* **STATED TASK**: Write the next part of the op-ed on Amazon's monopsony, picking up right after its final paragraph.
## Start QUOTED TEXT
Amazon’s Monopsony Is Not O.K.

OCT. 19, 2014 Paul Krugman

Amazon.com, the giant online retailer, has too much power, and it uses that power in ways that hurt America.

O.K., I know that was kind of abrupt. But I wanted to get the central point out there right away, because discussions of Amazon tend, all too often, to get lost in side issues.

For example, critics of the company sometimes portray it as a monster about to take over the whole economy. Such claims are over the top — Amazon doesn’t dominate overall online sales, let alone retailing as a whole, and probably never will. But so what? Amazon is still playing a troubling role.

Meanwhile, Amazon’s defenders often digress into paeans to online bookselling, which has indeed been a good thing for many Americans, or testimonials to Amazon customer service — and in case you’re wondering, yes, I have Amazon Prime and use it a lot. But again, so what? The desirability of new technology, or even Amazon’s effective use of that technology, is not the issue. After all, John D. Rockefeller and his associates were pretty good at the oil business, too — but Standard Oil nonetheless had too much power, and public action to curb that power was essential.
## End QUOTED TEXT
## Start PROVIDED DATA
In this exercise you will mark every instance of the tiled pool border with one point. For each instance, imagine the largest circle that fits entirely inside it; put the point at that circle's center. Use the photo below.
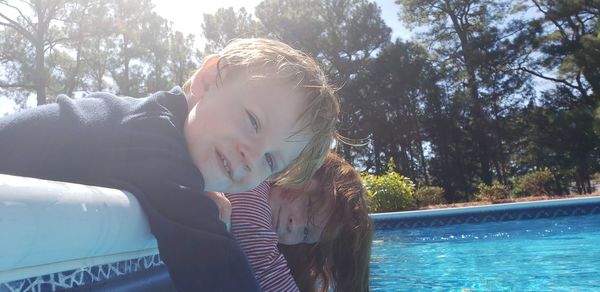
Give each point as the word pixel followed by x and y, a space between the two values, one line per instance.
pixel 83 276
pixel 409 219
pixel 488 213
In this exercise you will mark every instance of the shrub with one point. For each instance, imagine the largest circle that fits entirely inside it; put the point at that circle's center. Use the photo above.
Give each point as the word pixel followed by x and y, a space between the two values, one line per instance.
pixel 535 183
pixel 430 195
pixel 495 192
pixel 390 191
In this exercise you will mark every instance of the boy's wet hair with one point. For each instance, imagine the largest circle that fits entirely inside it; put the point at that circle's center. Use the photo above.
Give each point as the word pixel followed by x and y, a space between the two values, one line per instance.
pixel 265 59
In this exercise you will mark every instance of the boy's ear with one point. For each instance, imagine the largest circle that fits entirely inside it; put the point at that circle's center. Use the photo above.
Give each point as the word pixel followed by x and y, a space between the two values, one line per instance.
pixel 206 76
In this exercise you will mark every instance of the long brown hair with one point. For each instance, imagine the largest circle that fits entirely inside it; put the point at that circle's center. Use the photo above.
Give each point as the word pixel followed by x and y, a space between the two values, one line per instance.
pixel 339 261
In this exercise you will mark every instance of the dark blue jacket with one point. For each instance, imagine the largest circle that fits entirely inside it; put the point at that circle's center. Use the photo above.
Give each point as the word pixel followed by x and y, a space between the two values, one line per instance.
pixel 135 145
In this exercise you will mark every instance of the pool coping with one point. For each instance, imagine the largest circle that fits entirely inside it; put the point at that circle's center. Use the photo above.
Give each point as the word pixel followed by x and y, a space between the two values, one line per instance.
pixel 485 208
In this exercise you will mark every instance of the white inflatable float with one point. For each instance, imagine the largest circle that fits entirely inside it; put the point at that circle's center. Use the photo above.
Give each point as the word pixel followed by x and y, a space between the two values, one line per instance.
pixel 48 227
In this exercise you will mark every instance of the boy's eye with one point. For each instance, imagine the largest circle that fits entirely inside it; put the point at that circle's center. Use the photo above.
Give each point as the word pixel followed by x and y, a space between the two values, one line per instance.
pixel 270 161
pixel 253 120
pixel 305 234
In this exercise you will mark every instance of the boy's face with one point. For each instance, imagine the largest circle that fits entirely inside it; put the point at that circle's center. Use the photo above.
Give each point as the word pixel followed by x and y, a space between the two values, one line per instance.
## End PROVIDED DATA
* **TASK RESULT**:
And the same is true of Amazon today.

If you haven’t been following the recent Amazon news: Back in May a dispute between Amazon and Hachette, a major publishing house, broke out into open commercial warfare. Amazon had been demanding a larger cut of the price of Hachette books it sells; when Hachette balked, Amazon began disrupting the publisher’s sales. Hachette books weren’t banned outright from Amazon’s site, but Amazon began delaying their delivery, raising their prices, and/or steering customers to other publishers.

You might be tempted to say that this is just business — no different from Standard Oil, back in the days before it was broken up, refusing to ship oil via railroads that refused to grant it special discounts. But that is, of course, the point: The robber baron era ended when we as a nation decided that some business tactics were out of line. And the question is whether we want to go back on that decision.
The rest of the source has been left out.